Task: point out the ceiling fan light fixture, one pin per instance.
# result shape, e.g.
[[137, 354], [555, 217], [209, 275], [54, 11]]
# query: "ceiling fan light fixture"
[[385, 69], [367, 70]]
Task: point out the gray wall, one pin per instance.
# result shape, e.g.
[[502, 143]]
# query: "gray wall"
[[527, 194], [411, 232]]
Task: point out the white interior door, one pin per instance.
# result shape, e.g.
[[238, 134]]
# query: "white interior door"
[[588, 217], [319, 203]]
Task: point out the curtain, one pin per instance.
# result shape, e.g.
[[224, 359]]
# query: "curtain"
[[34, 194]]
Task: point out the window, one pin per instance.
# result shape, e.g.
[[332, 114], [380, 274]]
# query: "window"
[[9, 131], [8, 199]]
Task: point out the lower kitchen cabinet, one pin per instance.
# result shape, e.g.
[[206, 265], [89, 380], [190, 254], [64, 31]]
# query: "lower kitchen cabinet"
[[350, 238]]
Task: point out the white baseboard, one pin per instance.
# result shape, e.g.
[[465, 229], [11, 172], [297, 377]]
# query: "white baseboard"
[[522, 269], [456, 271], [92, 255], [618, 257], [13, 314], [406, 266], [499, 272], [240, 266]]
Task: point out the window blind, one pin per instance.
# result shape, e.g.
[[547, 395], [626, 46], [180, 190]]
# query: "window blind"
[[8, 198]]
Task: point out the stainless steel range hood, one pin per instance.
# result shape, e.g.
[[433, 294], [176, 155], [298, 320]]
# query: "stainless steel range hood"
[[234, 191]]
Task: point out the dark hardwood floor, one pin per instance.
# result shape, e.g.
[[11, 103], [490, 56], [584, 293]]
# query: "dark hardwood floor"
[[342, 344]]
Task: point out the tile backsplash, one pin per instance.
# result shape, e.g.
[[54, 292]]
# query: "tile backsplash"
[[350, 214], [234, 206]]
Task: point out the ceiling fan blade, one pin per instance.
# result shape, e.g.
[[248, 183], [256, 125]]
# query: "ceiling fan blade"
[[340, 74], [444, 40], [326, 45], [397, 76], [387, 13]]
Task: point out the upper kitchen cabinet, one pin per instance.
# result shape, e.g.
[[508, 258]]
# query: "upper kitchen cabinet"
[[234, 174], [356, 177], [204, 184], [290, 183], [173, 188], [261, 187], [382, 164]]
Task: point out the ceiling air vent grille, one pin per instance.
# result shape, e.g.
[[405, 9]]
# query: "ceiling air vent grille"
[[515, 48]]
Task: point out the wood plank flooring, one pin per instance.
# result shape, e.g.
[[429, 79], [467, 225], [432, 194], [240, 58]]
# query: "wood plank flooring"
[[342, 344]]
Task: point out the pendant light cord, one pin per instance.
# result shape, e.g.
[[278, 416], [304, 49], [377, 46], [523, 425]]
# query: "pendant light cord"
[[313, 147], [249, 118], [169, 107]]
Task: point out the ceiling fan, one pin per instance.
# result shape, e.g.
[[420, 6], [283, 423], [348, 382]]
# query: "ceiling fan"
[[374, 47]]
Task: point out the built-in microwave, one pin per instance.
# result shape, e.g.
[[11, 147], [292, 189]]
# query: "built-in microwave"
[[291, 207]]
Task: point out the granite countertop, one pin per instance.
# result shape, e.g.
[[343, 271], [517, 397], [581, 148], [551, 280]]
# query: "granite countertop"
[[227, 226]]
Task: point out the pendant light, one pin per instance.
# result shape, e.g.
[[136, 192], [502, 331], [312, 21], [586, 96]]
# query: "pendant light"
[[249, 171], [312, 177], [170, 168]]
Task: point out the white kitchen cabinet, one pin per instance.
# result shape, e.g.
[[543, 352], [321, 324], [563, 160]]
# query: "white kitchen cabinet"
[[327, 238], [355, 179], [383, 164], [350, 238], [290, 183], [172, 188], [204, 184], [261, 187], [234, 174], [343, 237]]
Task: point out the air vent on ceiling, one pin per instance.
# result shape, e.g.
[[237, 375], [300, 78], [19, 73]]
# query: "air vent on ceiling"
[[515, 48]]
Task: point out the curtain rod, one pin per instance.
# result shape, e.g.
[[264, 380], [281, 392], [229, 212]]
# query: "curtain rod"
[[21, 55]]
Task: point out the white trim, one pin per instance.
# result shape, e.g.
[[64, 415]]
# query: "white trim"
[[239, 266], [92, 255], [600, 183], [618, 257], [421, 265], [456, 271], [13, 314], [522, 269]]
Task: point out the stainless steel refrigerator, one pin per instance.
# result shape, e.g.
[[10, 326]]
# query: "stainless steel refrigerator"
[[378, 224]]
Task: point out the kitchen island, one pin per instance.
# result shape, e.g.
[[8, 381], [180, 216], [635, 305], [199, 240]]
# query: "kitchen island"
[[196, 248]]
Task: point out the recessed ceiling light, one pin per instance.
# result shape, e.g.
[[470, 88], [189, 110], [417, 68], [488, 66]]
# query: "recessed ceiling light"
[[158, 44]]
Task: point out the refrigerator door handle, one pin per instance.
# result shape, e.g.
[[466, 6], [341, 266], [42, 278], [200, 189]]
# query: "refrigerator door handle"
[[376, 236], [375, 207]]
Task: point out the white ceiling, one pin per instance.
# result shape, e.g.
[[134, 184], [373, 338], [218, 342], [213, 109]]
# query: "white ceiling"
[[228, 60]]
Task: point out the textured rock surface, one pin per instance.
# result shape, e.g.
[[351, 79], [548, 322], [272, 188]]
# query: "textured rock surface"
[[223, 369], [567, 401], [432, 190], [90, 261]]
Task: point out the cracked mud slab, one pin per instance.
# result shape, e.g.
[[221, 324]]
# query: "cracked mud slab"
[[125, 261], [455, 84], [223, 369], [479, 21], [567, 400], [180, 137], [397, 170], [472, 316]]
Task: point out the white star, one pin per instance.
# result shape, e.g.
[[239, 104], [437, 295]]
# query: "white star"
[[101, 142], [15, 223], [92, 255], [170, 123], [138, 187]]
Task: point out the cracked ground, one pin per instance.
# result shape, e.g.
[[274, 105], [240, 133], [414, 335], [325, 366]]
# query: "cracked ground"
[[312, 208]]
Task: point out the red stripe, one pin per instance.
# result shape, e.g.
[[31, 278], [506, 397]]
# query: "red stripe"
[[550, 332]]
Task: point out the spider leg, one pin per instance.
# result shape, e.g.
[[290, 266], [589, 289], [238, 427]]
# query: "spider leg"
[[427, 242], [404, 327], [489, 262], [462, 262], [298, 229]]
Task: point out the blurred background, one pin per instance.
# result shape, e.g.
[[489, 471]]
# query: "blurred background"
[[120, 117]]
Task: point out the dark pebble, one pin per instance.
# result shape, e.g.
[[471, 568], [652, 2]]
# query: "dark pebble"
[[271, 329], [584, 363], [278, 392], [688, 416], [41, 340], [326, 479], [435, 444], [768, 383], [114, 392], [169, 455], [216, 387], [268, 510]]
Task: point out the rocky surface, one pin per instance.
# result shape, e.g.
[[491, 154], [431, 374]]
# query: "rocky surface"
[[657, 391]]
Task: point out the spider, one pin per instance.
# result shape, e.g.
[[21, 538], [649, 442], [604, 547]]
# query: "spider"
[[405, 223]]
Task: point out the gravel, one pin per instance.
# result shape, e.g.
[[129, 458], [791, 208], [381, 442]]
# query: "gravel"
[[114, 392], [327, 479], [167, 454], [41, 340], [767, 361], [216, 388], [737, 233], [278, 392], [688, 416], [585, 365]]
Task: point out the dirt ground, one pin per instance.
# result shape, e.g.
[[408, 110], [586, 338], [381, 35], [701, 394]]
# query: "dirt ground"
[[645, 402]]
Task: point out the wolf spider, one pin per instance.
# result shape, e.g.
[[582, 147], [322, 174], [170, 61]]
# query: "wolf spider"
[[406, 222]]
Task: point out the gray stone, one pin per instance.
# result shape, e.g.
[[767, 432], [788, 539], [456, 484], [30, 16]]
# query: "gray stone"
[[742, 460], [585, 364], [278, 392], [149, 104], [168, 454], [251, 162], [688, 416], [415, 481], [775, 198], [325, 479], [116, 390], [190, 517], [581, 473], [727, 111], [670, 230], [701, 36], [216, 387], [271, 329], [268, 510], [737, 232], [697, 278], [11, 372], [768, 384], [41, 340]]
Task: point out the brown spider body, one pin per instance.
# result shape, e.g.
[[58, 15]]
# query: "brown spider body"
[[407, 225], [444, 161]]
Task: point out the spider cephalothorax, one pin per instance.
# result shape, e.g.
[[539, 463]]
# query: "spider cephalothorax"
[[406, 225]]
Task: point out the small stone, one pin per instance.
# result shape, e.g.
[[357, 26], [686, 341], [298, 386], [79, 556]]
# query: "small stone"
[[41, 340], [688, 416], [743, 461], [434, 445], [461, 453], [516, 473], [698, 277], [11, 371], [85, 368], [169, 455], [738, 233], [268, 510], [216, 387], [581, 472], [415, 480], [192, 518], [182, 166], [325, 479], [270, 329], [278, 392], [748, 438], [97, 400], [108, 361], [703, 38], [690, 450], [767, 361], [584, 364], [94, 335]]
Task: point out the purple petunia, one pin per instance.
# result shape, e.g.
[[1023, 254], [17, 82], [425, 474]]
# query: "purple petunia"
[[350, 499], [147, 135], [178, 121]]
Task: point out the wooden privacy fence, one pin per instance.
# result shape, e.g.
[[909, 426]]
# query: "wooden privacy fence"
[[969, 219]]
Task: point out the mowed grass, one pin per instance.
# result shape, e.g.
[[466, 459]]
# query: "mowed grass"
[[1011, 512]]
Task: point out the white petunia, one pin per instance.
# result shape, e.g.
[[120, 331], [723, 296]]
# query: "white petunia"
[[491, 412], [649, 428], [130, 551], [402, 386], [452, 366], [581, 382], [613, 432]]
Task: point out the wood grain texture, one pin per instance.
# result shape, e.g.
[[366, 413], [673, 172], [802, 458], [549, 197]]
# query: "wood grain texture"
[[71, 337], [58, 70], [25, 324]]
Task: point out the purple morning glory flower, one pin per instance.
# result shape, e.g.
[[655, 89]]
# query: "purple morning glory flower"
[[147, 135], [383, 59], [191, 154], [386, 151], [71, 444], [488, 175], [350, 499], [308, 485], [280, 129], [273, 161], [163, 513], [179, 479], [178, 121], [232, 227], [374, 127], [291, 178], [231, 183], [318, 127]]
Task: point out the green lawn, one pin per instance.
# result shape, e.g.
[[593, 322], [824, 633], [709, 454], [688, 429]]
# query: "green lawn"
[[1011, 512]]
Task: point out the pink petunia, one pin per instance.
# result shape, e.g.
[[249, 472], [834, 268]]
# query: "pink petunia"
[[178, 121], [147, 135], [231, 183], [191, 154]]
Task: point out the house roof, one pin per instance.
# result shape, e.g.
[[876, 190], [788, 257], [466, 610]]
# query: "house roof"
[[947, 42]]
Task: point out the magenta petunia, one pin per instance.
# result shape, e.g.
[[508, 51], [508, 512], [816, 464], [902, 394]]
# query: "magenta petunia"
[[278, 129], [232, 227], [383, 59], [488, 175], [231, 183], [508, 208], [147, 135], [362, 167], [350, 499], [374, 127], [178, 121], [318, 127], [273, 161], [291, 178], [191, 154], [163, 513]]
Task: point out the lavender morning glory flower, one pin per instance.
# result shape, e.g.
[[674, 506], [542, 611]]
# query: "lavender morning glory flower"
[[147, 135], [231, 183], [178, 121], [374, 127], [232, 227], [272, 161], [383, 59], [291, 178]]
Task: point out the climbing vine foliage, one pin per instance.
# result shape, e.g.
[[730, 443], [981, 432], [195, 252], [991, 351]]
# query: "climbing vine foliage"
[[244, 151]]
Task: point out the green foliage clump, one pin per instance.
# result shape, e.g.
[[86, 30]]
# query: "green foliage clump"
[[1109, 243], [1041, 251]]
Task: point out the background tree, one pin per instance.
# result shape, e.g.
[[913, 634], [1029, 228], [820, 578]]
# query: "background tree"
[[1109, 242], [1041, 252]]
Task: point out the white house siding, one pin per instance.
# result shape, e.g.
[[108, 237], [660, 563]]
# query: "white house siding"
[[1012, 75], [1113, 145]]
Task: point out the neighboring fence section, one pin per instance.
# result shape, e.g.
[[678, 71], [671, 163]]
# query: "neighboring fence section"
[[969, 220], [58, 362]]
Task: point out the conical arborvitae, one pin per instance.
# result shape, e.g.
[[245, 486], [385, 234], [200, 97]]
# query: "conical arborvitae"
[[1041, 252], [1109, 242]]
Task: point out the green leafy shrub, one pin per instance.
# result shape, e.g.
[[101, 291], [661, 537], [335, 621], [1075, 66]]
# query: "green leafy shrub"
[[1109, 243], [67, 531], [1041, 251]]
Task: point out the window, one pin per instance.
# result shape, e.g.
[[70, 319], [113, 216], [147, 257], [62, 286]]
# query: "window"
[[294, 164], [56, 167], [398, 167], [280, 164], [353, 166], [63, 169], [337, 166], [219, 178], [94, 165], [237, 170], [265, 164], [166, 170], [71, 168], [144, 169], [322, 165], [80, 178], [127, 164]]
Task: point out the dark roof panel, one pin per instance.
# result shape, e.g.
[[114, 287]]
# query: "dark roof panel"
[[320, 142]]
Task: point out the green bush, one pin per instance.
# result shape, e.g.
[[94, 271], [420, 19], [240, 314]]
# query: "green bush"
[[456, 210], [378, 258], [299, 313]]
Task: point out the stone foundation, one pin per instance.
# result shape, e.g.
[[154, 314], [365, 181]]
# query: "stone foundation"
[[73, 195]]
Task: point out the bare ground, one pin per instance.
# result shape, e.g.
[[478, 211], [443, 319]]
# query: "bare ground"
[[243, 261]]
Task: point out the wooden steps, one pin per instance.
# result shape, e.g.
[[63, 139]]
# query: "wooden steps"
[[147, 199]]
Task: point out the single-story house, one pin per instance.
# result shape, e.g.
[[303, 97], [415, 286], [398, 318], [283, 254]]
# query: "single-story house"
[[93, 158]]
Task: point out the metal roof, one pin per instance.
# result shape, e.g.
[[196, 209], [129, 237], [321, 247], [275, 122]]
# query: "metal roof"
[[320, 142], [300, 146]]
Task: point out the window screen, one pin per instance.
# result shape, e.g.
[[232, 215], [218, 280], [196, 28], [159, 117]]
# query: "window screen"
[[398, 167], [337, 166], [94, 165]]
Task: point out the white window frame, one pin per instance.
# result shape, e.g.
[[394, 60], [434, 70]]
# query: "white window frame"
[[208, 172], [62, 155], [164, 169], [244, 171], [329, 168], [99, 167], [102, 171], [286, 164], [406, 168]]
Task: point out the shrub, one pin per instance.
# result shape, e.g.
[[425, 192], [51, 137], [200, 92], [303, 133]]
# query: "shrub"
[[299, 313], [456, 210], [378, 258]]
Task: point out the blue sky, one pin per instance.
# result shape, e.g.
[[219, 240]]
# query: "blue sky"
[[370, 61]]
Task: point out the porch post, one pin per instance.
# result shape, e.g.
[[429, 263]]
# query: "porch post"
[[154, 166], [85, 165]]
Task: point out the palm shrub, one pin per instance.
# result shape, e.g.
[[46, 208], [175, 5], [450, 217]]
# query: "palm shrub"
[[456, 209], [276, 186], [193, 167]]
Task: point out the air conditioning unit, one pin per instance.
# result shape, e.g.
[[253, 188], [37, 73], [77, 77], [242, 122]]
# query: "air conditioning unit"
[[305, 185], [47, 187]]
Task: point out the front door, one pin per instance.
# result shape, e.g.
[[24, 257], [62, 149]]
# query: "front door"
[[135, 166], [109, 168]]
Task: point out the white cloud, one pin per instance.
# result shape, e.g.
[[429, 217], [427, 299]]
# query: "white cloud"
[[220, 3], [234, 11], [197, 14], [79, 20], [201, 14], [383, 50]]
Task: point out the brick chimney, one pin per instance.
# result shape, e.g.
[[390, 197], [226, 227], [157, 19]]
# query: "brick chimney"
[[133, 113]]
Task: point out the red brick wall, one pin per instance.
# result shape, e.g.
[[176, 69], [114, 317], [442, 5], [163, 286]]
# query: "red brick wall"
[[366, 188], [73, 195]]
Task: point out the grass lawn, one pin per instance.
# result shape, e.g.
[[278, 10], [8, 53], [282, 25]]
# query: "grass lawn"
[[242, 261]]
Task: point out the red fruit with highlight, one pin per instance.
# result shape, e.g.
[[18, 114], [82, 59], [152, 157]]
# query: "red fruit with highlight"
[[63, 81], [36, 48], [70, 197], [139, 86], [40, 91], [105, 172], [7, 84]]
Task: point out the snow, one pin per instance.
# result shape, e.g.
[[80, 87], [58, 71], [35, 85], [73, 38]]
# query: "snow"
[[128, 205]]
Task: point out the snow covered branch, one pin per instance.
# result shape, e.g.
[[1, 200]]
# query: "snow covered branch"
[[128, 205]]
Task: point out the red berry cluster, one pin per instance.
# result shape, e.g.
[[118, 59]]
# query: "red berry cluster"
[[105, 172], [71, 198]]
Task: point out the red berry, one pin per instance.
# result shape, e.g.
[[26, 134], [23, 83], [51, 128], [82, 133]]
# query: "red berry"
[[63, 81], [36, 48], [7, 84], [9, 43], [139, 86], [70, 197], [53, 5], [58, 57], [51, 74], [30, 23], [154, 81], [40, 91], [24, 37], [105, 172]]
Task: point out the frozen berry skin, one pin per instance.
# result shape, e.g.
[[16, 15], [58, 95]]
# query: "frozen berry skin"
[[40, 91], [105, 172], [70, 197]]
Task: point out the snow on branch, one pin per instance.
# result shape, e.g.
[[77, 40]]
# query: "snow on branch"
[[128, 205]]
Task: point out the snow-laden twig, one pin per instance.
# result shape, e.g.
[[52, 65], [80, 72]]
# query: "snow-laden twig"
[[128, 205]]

-*-*-

• 题目要求
请重写从包含“Task: point out the magenta”的那一行开始、到包含“[[1109, 243], [67, 531], [1041, 251]]”的那一行结束的各行，将其中的“foliage”替换为“leaves”，其余内容保持不变。

• 正确结果
Task: point out the magenta petunia, one pin per instance.
# result shape, e.g.
[[508, 51], [508, 512], [816, 464], [902, 394]]
# query: "magenta petunia"
[[278, 129], [232, 227], [383, 59], [488, 175], [231, 183], [508, 208], [147, 135], [362, 167], [350, 499], [374, 127], [178, 121], [318, 127], [273, 161], [291, 178], [191, 154], [163, 513]]
Task: point out the lavender morning glory flower, one pin per instance.
# result shape, e.g.
[[674, 506], [542, 611]]
# query: "lavender morning glory flower"
[[147, 135], [231, 183], [178, 121], [374, 127], [232, 227], [272, 161], [383, 59], [291, 178]]
Task: point out the climbing vine leaves, one pin per instance.
# result shape, e.g.
[[730, 443], [981, 432], [195, 252], [991, 351]]
# query: "climbing vine leaves"
[[244, 151]]
Task: point out the green leaves clump, one pin per instance.
# result shape, e.g.
[[86, 30]]
# query: "green leaves clump"
[[1109, 243], [1041, 251]]
Task: point out the background tree, one pin per instance.
# result shape, e.g.
[[913, 634], [1029, 228], [820, 578]]
# query: "background tree"
[[1109, 242], [1041, 252]]
Task: point out the white house siding, one pin per instance.
# result shape, e.g.
[[108, 237], [660, 563]]
# query: "white house siding"
[[1012, 75], [1113, 145]]
Task: point out the neighboring fence section, one pin per instance.
# result shape, e.g.
[[678, 71], [671, 163]]
# query: "neighboring fence section"
[[969, 220], [58, 362]]
Task: point out the conical arborvitae, one pin per instance.
# result shape, e.g.
[[245, 486], [385, 234], [200, 97]]
# query: "conical arborvitae"
[[1041, 252], [1109, 242]]
Task: point out the green leafy shrub, one pin per instance.
# result shape, e.g.
[[101, 291], [661, 537], [335, 621], [1075, 66]]
# query: "green leafy shrub"
[[1109, 243], [67, 531], [1041, 251]]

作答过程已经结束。